• Instructions to follow: Format the records from the start through the line containing "[[[851,647],[738,733],[751,896],[1035,896],[961,805],[899,656]]]", both ends included, as a two-column CSV with the columns input and output. Give one row per record, with its text in input and its answer in output, each value in a single quoted field and line breaks replaced by spaces.

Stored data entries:
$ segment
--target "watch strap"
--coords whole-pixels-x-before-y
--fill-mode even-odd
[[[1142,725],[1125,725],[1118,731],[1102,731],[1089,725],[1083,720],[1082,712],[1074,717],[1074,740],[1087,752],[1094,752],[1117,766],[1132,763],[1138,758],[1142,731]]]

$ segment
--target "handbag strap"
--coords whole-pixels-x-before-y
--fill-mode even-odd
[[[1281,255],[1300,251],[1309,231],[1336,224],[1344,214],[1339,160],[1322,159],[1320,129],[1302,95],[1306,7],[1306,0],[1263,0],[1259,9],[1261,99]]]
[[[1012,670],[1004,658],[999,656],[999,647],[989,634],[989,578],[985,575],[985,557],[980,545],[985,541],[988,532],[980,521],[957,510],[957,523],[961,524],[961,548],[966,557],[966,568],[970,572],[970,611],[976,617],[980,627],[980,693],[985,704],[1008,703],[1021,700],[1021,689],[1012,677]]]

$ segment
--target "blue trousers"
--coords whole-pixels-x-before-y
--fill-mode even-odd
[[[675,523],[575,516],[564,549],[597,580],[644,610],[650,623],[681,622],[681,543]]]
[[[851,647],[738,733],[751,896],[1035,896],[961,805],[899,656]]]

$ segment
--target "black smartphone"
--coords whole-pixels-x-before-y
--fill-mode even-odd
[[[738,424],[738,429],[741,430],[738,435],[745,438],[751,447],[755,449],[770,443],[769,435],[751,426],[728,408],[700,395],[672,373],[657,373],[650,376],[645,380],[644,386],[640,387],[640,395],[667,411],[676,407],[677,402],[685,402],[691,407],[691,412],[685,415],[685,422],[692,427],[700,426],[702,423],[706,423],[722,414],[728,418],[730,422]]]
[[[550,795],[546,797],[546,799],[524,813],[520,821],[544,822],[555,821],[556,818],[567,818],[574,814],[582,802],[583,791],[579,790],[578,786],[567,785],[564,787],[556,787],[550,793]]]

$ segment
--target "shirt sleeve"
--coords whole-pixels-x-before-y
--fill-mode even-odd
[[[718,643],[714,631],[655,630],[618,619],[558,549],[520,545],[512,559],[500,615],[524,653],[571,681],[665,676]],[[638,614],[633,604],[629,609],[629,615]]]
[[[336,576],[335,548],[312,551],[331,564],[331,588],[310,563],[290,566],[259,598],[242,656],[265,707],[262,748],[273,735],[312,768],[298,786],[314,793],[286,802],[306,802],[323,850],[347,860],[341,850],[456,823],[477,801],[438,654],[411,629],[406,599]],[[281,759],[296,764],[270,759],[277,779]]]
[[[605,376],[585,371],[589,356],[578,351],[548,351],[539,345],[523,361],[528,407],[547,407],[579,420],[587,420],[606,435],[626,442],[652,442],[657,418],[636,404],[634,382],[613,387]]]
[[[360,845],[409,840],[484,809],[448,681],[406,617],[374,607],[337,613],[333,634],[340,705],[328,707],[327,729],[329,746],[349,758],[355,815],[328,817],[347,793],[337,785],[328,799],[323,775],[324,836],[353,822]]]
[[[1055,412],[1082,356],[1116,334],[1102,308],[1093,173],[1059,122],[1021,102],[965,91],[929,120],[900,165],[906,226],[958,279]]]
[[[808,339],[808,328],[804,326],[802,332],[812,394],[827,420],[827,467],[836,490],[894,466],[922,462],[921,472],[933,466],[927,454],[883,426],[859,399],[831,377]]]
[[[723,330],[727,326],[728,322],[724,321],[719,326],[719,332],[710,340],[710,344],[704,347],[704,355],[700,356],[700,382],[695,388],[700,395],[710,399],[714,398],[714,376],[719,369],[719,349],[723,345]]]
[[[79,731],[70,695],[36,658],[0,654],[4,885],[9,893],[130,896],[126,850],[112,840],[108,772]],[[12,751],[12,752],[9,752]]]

• Output:
input,output
"$ segment --target ""watch strap"" --coords whole-pixels-x-before-y --fill-mode even-odd","[[[1142,725],[1125,725],[1118,731],[1102,731],[1089,725],[1083,720],[1082,712],[1074,717],[1074,740],[1087,752],[1094,752],[1117,766],[1132,763],[1138,758],[1142,731]]]"
"$ segment --target ""handbag strap"" --coords whole-pixels-x-before-y --fill-mode even-odd","[[[1281,255],[1300,251],[1309,231],[1336,224],[1344,214],[1339,160],[1322,159],[1320,129],[1302,95],[1306,7],[1306,0],[1263,0],[1259,9],[1261,99]]] [[[1012,670],[1004,658],[999,656],[999,647],[989,634],[989,578],[985,575],[985,557],[980,545],[985,541],[988,532],[980,521],[957,510],[957,523],[961,524],[961,548],[966,557],[966,568],[970,572],[970,611],[976,617],[980,627],[980,693],[985,704],[1008,703],[1021,700],[1021,689],[1012,677]]]"
"$ segment --target ""blue trousers"" --coords whole-pixels-x-before-y --fill-mode even-odd","[[[675,523],[575,516],[564,549],[597,580],[644,610],[650,623],[681,622],[681,543]]] [[[851,647],[738,733],[751,896],[1035,896],[961,805],[899,656]]]"